Identify each row below that contains the word "horizon" and copy those rows in full. Uppercase and lowercase letters count as different, so only exact-case matches qualify.

===== Supplied data

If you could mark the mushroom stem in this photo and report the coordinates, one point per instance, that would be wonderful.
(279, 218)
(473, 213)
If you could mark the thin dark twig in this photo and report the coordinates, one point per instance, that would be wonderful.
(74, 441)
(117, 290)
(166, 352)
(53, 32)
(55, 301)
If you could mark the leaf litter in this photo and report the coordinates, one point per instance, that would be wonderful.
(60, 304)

==========
===== Supplied data

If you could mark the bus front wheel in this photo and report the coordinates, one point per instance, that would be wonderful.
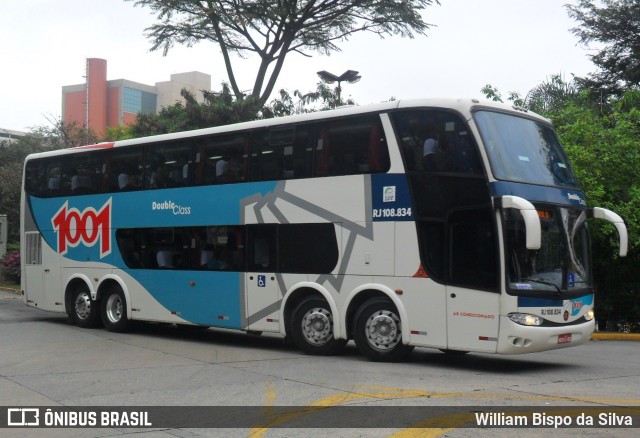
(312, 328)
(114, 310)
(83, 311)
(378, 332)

==========
===== Supplied data

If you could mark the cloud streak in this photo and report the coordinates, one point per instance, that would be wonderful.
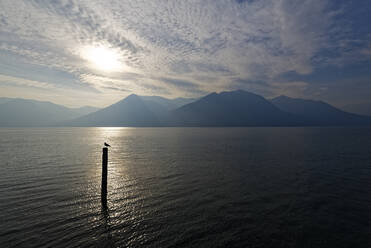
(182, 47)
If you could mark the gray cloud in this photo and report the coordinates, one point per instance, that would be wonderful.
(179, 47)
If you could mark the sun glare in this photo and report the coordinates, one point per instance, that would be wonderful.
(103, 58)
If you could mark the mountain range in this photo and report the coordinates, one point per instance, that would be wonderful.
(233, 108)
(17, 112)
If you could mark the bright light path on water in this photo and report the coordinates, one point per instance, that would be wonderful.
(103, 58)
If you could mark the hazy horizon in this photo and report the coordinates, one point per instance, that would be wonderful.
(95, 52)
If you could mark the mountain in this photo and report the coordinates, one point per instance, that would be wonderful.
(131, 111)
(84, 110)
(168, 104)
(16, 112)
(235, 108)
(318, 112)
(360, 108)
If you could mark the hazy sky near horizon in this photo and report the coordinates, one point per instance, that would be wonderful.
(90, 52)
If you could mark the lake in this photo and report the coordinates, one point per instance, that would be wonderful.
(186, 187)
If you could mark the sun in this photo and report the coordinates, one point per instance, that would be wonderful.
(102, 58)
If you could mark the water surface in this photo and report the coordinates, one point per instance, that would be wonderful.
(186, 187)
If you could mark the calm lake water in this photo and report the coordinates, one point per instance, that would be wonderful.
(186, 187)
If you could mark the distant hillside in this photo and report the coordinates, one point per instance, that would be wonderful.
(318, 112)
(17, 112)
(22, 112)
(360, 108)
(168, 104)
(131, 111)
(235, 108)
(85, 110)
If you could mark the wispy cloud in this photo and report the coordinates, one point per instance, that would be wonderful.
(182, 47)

==========

Answer to this task >>
If you could mark the hazy horizon in this photo and report the coordinates, one point per instance, that would be wonderful.
If you could mark the hazy sky near horizon in this photo and report the coordinates, one point per instance, that would be wonderful.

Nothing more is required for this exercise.